[GIVEN EXERCISE] Could every line of the data be printed exactly as it reads?

___ DATA TO PROCESS ___

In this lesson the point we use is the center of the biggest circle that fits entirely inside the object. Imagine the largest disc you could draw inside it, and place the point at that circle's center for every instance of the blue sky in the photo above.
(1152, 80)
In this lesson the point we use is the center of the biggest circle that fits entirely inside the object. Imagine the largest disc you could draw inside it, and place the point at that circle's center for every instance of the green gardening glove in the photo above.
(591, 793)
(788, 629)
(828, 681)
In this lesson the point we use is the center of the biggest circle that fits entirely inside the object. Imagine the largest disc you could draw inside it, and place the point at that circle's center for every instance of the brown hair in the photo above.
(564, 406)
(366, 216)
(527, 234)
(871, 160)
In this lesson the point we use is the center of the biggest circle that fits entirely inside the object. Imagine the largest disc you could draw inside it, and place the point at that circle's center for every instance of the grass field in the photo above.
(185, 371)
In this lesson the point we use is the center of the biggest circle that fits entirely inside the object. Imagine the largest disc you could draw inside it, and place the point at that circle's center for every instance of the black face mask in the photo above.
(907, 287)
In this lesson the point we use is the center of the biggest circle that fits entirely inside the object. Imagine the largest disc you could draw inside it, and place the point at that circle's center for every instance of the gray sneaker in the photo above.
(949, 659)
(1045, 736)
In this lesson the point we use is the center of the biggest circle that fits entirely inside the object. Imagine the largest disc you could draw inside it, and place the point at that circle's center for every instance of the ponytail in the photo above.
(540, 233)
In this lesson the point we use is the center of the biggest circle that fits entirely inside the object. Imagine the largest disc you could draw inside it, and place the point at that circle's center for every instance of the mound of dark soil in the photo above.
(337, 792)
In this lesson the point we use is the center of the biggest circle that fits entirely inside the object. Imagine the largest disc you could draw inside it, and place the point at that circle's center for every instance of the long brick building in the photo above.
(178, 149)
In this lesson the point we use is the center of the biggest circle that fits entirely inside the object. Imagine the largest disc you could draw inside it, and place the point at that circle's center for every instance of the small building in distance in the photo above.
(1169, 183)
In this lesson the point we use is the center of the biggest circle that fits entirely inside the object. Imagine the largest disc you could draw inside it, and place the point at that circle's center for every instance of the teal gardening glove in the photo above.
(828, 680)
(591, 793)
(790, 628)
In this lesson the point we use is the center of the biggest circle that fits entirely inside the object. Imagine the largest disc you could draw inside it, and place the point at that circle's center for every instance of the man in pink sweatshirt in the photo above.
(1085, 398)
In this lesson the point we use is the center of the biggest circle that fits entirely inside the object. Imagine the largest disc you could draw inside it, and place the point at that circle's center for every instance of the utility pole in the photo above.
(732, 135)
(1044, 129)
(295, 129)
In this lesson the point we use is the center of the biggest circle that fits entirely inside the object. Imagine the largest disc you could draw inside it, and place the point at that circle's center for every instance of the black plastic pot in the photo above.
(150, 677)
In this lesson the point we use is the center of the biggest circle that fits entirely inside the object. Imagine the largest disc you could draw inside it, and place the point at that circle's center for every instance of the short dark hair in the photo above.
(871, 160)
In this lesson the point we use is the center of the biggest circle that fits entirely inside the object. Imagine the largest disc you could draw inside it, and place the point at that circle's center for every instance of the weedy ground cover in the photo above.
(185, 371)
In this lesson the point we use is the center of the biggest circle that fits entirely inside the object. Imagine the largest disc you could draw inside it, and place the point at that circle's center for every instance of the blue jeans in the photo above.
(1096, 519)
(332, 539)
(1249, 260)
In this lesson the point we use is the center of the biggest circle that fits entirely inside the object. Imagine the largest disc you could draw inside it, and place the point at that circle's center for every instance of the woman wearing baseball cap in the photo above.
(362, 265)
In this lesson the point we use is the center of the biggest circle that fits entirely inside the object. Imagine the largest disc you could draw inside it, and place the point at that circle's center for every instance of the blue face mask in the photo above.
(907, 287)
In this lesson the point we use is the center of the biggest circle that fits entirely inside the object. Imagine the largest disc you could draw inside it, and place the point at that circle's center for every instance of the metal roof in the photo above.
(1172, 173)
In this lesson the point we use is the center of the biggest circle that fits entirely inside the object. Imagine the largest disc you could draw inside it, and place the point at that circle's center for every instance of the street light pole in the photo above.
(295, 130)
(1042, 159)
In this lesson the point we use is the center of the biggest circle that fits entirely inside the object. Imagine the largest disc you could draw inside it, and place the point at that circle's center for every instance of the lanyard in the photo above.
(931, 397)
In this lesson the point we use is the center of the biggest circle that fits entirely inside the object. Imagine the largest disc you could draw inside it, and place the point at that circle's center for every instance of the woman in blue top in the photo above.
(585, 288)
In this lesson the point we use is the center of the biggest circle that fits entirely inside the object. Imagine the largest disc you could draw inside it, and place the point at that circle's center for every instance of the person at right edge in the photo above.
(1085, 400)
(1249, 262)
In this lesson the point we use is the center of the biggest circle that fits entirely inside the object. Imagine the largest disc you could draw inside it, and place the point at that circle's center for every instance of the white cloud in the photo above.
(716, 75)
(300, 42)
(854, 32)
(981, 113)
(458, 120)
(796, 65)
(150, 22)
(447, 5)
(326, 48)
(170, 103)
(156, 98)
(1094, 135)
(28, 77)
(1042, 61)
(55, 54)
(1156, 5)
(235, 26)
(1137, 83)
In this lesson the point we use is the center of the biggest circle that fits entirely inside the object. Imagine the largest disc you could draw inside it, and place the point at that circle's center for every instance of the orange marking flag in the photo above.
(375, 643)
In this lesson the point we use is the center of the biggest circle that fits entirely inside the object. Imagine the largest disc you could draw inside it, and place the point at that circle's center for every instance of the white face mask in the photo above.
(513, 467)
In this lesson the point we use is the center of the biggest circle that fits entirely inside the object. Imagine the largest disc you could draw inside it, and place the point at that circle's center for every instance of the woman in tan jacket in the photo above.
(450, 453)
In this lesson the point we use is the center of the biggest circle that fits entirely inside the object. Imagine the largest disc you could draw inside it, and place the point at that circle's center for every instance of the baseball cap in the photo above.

___

[TASK ANSWER]
In this lesson the point we use is the center of the biggest circle that fits entirely inside the object. Imagine the largest disc you could draw inside it, and place the point at that circle's center for every instance of the blue sky in the photo above.
(1152, 80)
In this lesson the point we use is the center of the biggest circle that fits entirely inside the object. Imagine the largest disc you could draw inside it, and place the point at that circle's center for every instance of the green gardening glove in the photo above.
(591, 793)
(788, 629)
(828, 681)
In this lesson the point we use is the center of the biggest circle that fits entirely inside the object. Imagine the largest disc you could draw inside it, and place the point at that circle's center for every instance of the brown hair in the photo above.
(564, 406)
(366, 216)
(527, 234)
(871, 160)
In this lesson the point we use is the center of the biggest circle that fits entirely inside the object. Imagine the largest disc you could draw inside it, and place the point at that circle's center for every instance of the grass field in the photo above.
(185, 371)
In this lesson the point we use is the center of the biggest circle that fits entirely inside the object. Imagine the largest disc you could draw inside it, and place the point at that circle's center for every instance of the black face mask in the photo above.
(907, 287)
In this lesson the point we use is the center of the biggest circle that fits entirely inside the object. Imagine the largest disc you could draw inside it, and place the point at that circle's center for every instance of the gray sneaker in the photo above.
(949, 659)
(1045, 736)
In this lesson the point we use is the center of the biggest circle that fits entirely inside the object. Imagine the largest disc you could draw inside it, and place the point at that circle's center for every instance of the ponytail in the photo above.
(540, 233)
In this lesson the point we use is the center of the biggest circle that fits entirely inside the object. Imagine the largest disc you could draw inside it, and place the point at that circle's center for every instance of the mound of dark soil in the photo above.
(337, 792)
In this lesson the point we use is the center of the biggest circle that fits entirely inside the object. Imagine the largest disc you could draw inside it, and place the point at that circle's center for every instance of the long brick building in the photo above.
(178, 149)
In this lesson the point we use is the center of the biggest circle that fits entirely inside the object. Imagine the largest disc you could draw inside it, and place the point at that circle's center for every instance of the small building in distance in the photo above.
(1169, 183)
In this lesson the point we use is the center of the biggest circle that fits entirely inside the object. Imagine the largest disc you could draw inside it, and place the point at that circle's center for every instance of the teal gardening glove in the photo above.
(828, 680)
(591, 793)
(790, 628)
In this lesson the point we use is the center of the biggest circle that fits entirely inside the object. Imagine the largest disc you could draw inside it, and place the point at that circle's center for every instance of the man in pink sweatshirt in the photo above.
(1085, 398)
In this lesson the point we use is the center of the biggest circle that fits entirely inside the object. Imagine the largest disc you could draw inside it, and place the point at that circle's center for every instance of the utility pole in the photo above.
(732, 135)
(1044, 129)
(295, 129)
In this lesson the point we use is the center of the biggest circle that fits entirely inside the object. Imagine the largest disc you could draw inside it, and place the point at that circle's center for every instance of the black plastic pot in the photo above.
(150, 677)
In this lesson the point we use is the center of the biggest circle that fits entirely inside the object. Imagine the largest disc you could draw inside it, and place the point at that circle's center for every instance of the short dark hair in the photo above.
(871, 160)
In this lesson the point we use is the center of the biggest circle that fits entirely inside the object. Imagine the largest disc you could draw inside it, and place the point at that circle's center for every instance of the weedy ground cover in the photo above.
(185, 371)
In this lesson the point we use is the center of the biggest circle that fits entirely inside the object. Imagine the largest disc you could draw inside it, and place the point at that circle's center for every instance of the blue jeans in the photo above.
(1096, 519)
(332, 539)
(1249, 260)
In this lesson the point we use is the center of the biggest circle that fits entirely inside the object. Imagine the largest disc you could draw inside it, and place the point at that circle's center for every instance of the woman wearing baseball cap in the photo above.
(362, 265)
In this lesson the point we use is the center of the biggest circle that fits entirely inside the object. Imagine the largest disc you could draw inside it, and place the point at that circle's center for every instance of the blue face mask in the photo above.
(907, 287)
In this lesson the point we use is the center of the biggest circle that fits entirely inside the object. Imagine the largest disc you could draw inside it, and place the point at that circle's center for every instance of the metal roof in the photo above.
(1172, 173)
In this lesson the point we use is the center of the biggest circle that fits entirely inside the object. Imagine the largest disc you could draw inside it, and place the point at that circle's center for every instance of the street light pole in the photo above.
(295, 130)
(1042, 159)
In this lesson the point we use is the center of the biggest circle that fits entirely inside the object. Imagine the largest disc you could draw inside it, and place the point at that circle's center for every instance of the lanyard in the photo above.
(931, 397)
In this lesson the point we use is the center of the biggest circle that fits entirely inside the object. Imagine the largest disc you could draw inside it, and place the point at that circle's center for every instance of the woman in blue top in the photo above.
(585, 288)
In this lesson the point we use is the center of the biggest circle that fits entirely inside the object. Imagine the largest disc you could draw inside it, and place the point at that circle's center for every instance of the person at right edge in the photo above.
(1085, 400)
(1249, 262)
In this lesson the point we use is the center of the biggest circle that fits entirely inside the object. Imagine the largest disc you could draw inside it, and place the point at that circle's center for every instance of the white cloud in the photo above.
(716, 75)
(300, 42)
(854, 32)
(981, 113)
(458, 120)
(796, 65)
(150, 22)
(447, 5)
(326, 48)
(170, 103)
(156, 98)
(1094, 135)
(28, 77)
(1042, 61)
(55, 54)
(1156, 5)
(235, 26)
(1137, 83)
In this lesson the point we use is the center of the biggest circle that fits entirely inside the object. Imagine the largest disc you could draw inside it, and place the point at that circle's center for every instance of the orange marking flag in the photo above.
(375, 643)
In this lesson the point we use is the center of the biggest circle that fits entirely inside the object. Imagine the largest disc you could draw inside it, and place the point at that circle's center for every instance of the white face mask in the photo above.
(513, 467)
In this lesson the point we use is the center of the biggest circle that fits entirely inside the object. Imagine the largest disc you could draw inside it, and place the point at that circle's center for every instance of the woman in tan jacket in the photo above.
(450, 453)
In this lesson the point we use is the center of the biggest circle that fits entirely inside the object. Imagine the largest disc you could draw inside it, and place the point at that circle's center for every instance of the baseball cap in the photo above.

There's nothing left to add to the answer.